QUÉ SE PIDE
a: Según el fragmento sobre los cuadernos de Hawthorne, ¿quién editó esos papeles privados?
b: Reproduce el tramo del fragmento que va desde "Como sea, Nathaniel" hasta "Compañía, 176 págs.".

---------- FRAGMENTO PARA LEER

Pero en estos papeles privados casi no se hallarán registros de la vida emocional del autor. Cierto es que aquí no se encuentra la totalidad sino fragmentos de los siete cuadernos escritos en Estados Unidos y un breve apéndice de lo escrito en Inglaterra, todos ellos editados por la viuda, Sophia Peabody, luego de un largo trabajo de selección y depuración; las anécdotas más íntimas pueden haber quedado fuera. El tono es constante e inequívoco aun dentro de su variedad temática. Un hombre ordena a otro que ejecute cierto acto; cuando el primero muere, el segundo sigue bajo su influjo y ejecuta ese acto hasta el final de sus días. Una muchacha demente se arroja a un abismo pero sale volando con ayuda de su vestido. Unos gnomos que viven entre los dientes descubren que hay oro en cierta dentadura y la explotan como una mina. Alguien es poseído por dos espíritus: mientras una mitad de su rostro expresa un estado de ánimo, la otra expresa el opuesto. Y toda la gente que fue ahogándose en un lago reaparece de repente.
De modo que hay más ideas en germen que efusión de emociones en estos apuntes de un hombre de hábitos fijos y regulares, un puritano dotado de dos cualidades que parecen irreconciliables: una imaginación proliferante y una rígida moral calvinista. A la primera correspondería la invención de situaciones soñadas o inspiradas en la lectura de periódicos; a la segunda, las constantes moralejas que interfieren y cierran el sentido de sus argumentos como queriendo ofrecer una lección espiritual al lector.
Por ejemplo, su propuesta de abolir la división social entre ricos y pobres para clasificar a las personas según nuevas clases: pertenecerían a una misma clase todos los que perdieron un pariente o amigo, todos los que padecen la misma enfermedad, todos los culpables de un mismo pecado; aquí el puritano Hawthorne no puede sino añadir su moraleja, explicando que es así porque “nadie está libre de pecado, pena o enfermedad”. Cada tanto insistirá en la culpa y el castigo. No le basta con imaginar que una serpiente ingresa al estómago de un hombre y se alimenta de él durante veinte años; agrega que eso “podría ser un emblema de la envidia”.
Pero la genialidad de este soñador calvinista salta a la vista en cada página esquivando o perdonando las alegorías de manual de autoayuda. Puede que algunos encuentren consignas para ejercicios de taller literario suprimiendo las moralejas y desarrollando los argumentos apenas esbozados o imaginando los temperamentos de cada personaje. Otros leerán solo por placer este hermoso volumen.
En un ensayo sobre Hawthorne, Poe anotó: “Hay un tipo de composiciones que, con alguna dificultad, cabe admitir como un grado inferior de lo que he denominado auténticamente original. Al leer estas obras no nos decimos: ‘¡Cuán original es!’, ni: ‘He aquí una idea que sólo al autor y a mí se nos ha ocurrido’, sino que decimos: ‘¡Vaya una fantasía tan evidente y tan encantadora!’. Entre los escritores de lengua inglesa, sus mejores ejemplos los hallamos en Addison, Irving y Hawthorne”.
Como sea, Nathaniel Hawthorne dejó como legado una sorprendente caja de ideas y gérmenes para estimular la lectura y la escritura, un artefacto ante el cual Henry James no pudo sino preguntarse si existirá algo comparable en toda la literatura universal.
Cuadernos norteamericanos, Nathaniel Hawthorne. La Compañía, 176 págs.

--------------------
---------- DATOS A EXAMINAR

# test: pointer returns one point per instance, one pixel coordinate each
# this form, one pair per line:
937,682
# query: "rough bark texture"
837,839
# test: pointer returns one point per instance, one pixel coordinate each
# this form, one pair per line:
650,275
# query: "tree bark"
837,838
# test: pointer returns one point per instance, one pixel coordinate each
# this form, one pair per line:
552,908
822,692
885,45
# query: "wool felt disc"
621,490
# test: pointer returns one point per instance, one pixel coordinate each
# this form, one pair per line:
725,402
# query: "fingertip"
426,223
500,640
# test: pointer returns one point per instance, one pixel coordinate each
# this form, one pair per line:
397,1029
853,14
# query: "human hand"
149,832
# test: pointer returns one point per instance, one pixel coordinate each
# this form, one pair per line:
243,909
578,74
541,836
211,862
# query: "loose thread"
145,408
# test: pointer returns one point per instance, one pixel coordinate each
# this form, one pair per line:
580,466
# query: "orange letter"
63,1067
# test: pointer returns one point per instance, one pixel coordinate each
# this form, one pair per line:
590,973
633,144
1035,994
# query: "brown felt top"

--------------------

SOLUCIONES POR TAREA
a: La viuda del autor, Sophia Peabody.

b:
Como sea, Nathaniel Hawthorne dejó como legado una sorprendente caja de ideas y gérmenes para estimular la lectura y la escritura, un artefacto ante el cual Henry James no pudo sino preguntarse si existirá algo comparable en toda la literatura universal.
Cuadernos norteamericanos, Nathaniel Hawthorne. La Compañía, 176 págs.